● **Selected excerpt**:

========

Time is the real scarce good today, above all
for the spectators, but she demands exactly this from them: to use their time
for art. For the performance “Marina
Abramović presents” at the Whitworth Art Gallery in Manchester in 2009, “to enter the museum, the public had to sign
a certificate promising they would stay four
hours without leaving” [36]. And therefore, Abramović’s art is not an
‘arte povera’, but paradoxically an ‘arte ricca’, really very rich, baroque,
excessive. Think again of the Abramović-Cellini comparison (see Part One). In 1500 – in a
situation of global scarcity of goods – the golden artefacts of Benvenuto
Cellini were so precious to the powerful of his time that popes, monarchs and
dukes accepted to ignore his crimes in order to make sure he would continue to
produce them. Today, we value what we do not have: time. There are two ways to
do it: either to cut short everything we do or to recognise the importance of
time-extensive processes, which almost nobody but a performance artist can
organise for us in an exciting and creative way, although we know that we will
never be able to fully enjoy that richness. Nobody, in our age, is so time-rich
to be able to watch at an entire video of a several hour performance.
New forms of poetic
Drawing a first conclusion, what was perceived
forty years ago as a form of cerebral expression of a revolutionary elite, has certainly become easier to understand to the larger public. In the 1970s performance artists tried to enlarge the scope of art to merge it with their alternative
life; they did it to the price of breaking moral taboos; they were willing to exploit relatively new technologies. All of this has become part of our daily life. And one of the most revolutionary features
of that art in formal terms, i.e. its long duration, makes it more precious in
a time where time consumption has become the most scarce good, for the good and
for the bad.
And yet, if these considerations display the
reasons why today’s spectators do not consider anymore body and performance art as
anti-social activities, and can even recognise themselves in them, they are not
sufficient to explain the poetic effect which Marina Abramović’s art exercises
on an extraordinarily high number of people in every part of the planet. Let us
try together to understand what are the components of the poetic revolution which she has been able to fulfil in the course of the last forty years.
The starting point:
Art as a process
The intuition that duration and process should
become the essence of a new art, while the object should be given a much less
relevant role in art (and could therefore be ignored), came to Marina when she
was still in her early years, in 1960. “When
I was fourteen, I asked my father for a set of oil paints. He bought them for
me, and also arranged for a painting lesson from an old partisan friend of his,
an artist named Filo Filipović. Filipović who was part of a group called
Informel, painted what he called abstract landscapes. (…) He arrived in my
little studio carrying paints, canvas, and some other materials, and he gave me
my first painting lesson. He cut out a piece of canvas and put it on the floor.

========

● **Description of the task**:
Answer these questions using the passage about Marina Abramović's art.
1. What did the public have to sign to enter the museum for "Marina Abramović presents" in 2009?
2. Which powerful figures ignored Benvenuto Cellini's crimes so that he would keep producing his golden artefacts?
3. What was the name of the artist who gave Abramović her first painting lesson?
Rely only on the passage about Marina Abramović's art.

========

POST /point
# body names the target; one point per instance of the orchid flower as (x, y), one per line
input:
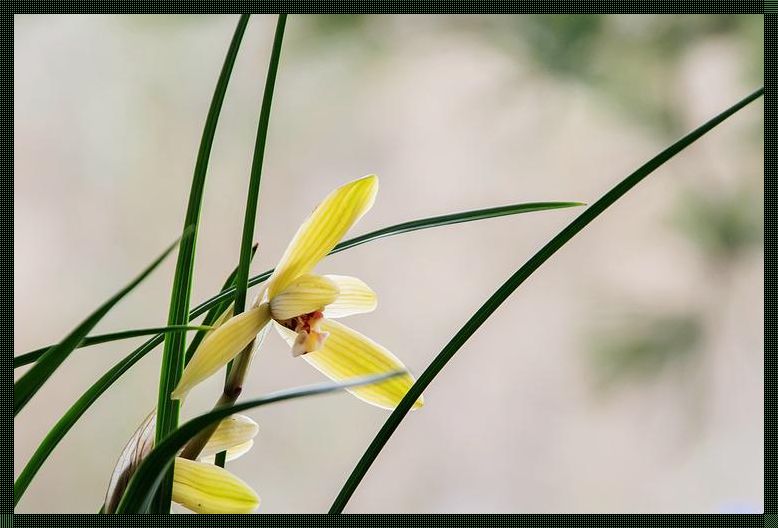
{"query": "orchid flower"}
(303, 307)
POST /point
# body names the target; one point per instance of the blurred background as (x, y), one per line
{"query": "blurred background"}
(625, 376)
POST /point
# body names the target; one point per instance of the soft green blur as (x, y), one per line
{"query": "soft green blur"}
(625, 376)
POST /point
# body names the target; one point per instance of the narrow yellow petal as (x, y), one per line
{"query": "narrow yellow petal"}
(232, 453)
(307, 293)
(205, 488)
(355, 297)
(220, 346)
(347, 354)
(233, 431)
(322, 230)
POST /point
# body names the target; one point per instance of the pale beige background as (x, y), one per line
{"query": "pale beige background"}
(453, 113)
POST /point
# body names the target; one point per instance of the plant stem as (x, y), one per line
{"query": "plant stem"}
(238, 368)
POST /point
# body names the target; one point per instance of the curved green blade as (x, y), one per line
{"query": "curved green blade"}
(74, 413)
(219, 303)
(33, 356)
(32, 380)
(509, 286)
(140, 491)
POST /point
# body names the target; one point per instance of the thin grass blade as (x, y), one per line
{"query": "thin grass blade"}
(252, 198)
(74, 413)
(32, 380)
(147, 478)
(219, 303)
(173, 355)
(510, 285)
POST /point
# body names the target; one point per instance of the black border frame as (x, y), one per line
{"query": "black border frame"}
(8, 519)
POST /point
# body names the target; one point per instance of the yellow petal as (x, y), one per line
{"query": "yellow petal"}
(355, 297)
(232, 453)
(220, 346)
(205, 488)
(307, 293)
(347, 354)
(233, 431)
(322, 230)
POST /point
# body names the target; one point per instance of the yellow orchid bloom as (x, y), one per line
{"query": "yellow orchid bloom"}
(197, 485)
(205, 488)
(303, 305)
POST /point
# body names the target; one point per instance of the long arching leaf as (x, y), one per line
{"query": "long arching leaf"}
(219, 302)
(173, 355)
(34, 355)
(510, 285)
(32, 380)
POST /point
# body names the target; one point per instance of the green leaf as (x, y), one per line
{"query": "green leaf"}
(252, 199)
(32, 380)
(214, 311)
(174, 355)
(417, 225)
(219, 303)
(509, 286)
(138, 495)
(69, 419)
(32, 357)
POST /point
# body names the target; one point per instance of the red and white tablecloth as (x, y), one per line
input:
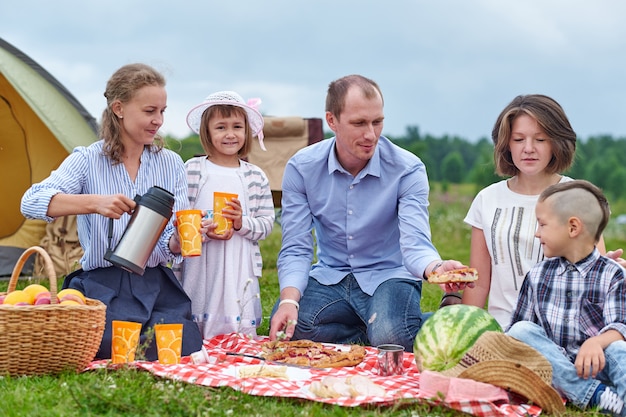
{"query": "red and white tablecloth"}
(402, 387)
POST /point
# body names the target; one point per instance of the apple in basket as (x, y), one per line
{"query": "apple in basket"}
(37, 291)
(70, 296)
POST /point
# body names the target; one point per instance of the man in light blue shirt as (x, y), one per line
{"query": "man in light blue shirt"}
(365, 202)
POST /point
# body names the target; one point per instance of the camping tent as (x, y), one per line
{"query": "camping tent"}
(40, 123)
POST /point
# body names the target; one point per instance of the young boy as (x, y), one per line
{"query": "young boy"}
(572, 305)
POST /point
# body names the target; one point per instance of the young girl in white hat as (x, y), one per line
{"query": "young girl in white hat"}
(223, 282)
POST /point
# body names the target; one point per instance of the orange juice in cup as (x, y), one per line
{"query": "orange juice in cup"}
(219, 202)
(169, 339)
(189, 223)
(124, 340)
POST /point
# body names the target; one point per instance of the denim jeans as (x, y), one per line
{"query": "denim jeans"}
(343, 313)
(564, 377)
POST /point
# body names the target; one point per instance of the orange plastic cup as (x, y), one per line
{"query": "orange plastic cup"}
(124, 341)
(189, 223)
(169, 339)
(219, 202)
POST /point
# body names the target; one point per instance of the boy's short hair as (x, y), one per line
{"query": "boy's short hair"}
(577, 199)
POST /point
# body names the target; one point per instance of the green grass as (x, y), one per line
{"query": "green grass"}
(130, 392)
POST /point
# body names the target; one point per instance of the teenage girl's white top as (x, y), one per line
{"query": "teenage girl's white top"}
(508, 222)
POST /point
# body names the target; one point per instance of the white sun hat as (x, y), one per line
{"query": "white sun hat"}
(230, 98)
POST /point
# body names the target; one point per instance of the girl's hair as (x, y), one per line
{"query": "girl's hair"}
(577, 199)
(122, 86)
(223, 110)
(337, 90)
(552, 119)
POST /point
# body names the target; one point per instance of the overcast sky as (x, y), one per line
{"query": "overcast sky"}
(447, 67)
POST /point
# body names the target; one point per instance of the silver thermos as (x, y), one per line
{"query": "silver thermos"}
(151, 215)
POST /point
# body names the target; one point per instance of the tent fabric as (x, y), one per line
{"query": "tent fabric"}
(40, 124)
(284, 136)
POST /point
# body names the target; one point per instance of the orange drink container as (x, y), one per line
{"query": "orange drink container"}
(189, 223)
(169, 339)
(125, 340)
(219, 202)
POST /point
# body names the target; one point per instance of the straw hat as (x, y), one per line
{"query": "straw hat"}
(230, 98)
(500, 360)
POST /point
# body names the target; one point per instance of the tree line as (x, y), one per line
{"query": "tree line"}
(455, 160)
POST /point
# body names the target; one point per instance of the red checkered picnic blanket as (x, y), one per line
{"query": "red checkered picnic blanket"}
(400, 387)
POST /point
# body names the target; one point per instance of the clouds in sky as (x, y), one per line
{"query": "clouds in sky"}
(447, 67)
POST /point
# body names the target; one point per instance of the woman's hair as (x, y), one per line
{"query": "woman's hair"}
(578, 198)
(122, 86)
(550, 116)
(337, 90)
(223, 110)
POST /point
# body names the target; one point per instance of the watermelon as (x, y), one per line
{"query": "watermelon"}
(448, 334)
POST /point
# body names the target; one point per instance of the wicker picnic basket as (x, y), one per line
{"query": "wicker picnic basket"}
(50, 338)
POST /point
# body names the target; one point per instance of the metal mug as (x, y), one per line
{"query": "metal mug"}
(390, 359)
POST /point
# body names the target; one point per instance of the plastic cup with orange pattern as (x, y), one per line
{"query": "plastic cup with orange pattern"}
(169, 339)
(189, 223)
(219, 202)
(124, 341)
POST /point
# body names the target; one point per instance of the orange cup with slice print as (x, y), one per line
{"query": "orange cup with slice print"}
(189, 223)
(169, 339)
(124, 341)
(219, 202)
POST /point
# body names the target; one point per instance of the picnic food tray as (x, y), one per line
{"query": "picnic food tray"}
(48, 339)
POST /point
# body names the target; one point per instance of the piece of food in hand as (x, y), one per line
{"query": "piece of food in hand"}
(466, 274)
(351, 387)
(313, 354)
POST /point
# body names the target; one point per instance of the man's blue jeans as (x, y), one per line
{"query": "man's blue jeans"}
(564, 377)
(343, 313)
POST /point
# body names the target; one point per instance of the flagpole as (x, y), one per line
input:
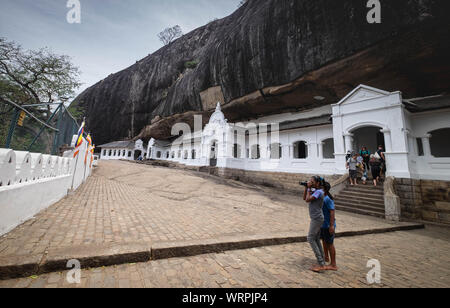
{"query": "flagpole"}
(76, 162)
(85, 161)
(74, 171)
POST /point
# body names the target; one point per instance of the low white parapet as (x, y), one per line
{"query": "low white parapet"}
(31, 182)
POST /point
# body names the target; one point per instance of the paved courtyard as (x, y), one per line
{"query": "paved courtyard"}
(125, 204)
(408, 259)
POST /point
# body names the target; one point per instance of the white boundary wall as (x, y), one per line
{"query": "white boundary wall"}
(31, 182)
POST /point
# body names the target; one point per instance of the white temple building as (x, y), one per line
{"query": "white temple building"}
(415, 134)
(123, 150)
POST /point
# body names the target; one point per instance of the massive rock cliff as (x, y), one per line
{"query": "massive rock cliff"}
(273, 56)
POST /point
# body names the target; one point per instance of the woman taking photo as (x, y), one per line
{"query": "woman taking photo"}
(314, 195)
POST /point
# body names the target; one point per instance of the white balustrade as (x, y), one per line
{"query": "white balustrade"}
(23, 167)
(18, 167)
(36, 166)
(7, 167)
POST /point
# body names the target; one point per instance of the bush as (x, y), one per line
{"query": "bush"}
(191, 64)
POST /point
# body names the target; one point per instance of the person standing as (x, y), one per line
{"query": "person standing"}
(352, 165)
(314, 195)
(329, 229)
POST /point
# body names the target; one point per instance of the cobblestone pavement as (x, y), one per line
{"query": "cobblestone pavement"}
(408, 259)
(124, 203)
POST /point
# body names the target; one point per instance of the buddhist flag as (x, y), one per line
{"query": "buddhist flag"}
(92, 156)
(89, 140)
(79, 140)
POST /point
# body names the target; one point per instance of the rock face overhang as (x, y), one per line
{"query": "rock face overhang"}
(274, 56)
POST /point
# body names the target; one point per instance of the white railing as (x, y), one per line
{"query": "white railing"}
(31, 182)
(23, 167)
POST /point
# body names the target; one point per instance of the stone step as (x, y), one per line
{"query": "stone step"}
(359, 199)
(359, 211)
(372, 195)
(362, 206)
(365, 188)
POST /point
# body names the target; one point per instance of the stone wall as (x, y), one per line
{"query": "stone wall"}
(424, 199)
(285, 181)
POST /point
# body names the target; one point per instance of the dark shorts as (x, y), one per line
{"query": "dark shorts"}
(326, 236)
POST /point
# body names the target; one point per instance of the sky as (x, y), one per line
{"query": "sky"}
(112, 35)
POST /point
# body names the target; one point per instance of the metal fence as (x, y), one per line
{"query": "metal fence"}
(36, 128)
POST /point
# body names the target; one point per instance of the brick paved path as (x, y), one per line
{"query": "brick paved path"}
(408, 259)
(125, 204)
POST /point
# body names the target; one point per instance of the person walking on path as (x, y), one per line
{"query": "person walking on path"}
(380, 156)
(314, 195)
(365, 154)
(375, 165)
(329, 229)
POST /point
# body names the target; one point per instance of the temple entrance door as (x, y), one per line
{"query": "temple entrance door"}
(137, 154)
(213, 154)
(370, 137)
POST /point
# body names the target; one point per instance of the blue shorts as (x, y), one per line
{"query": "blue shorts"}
(326, 236)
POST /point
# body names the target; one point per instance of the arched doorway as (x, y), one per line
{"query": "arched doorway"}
(213, 154)
(368, 136)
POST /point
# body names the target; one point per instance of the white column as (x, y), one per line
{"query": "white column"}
(348, 142)
(426, 145)
(387, 139)
(321, 150)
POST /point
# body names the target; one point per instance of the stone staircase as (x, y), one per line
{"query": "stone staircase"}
(362, 199)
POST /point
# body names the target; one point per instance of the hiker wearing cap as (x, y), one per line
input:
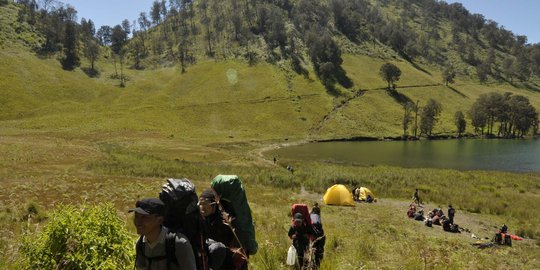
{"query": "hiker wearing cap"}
(220, 238)
(300, 233)
(157, 248)
(451, 213)
(416, 197)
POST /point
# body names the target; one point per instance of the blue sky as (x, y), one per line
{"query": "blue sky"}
(519, 16)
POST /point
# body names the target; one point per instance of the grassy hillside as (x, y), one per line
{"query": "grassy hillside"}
(67, 138)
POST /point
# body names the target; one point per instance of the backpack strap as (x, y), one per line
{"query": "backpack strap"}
(170, 256)
(170, 249)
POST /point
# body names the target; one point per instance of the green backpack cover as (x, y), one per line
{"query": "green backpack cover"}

========

● **Right answer**:
1. A certificate promising that they would stay four hours without leaving.
2. Popes, monarchs and dukes.
3. Filo Filipović.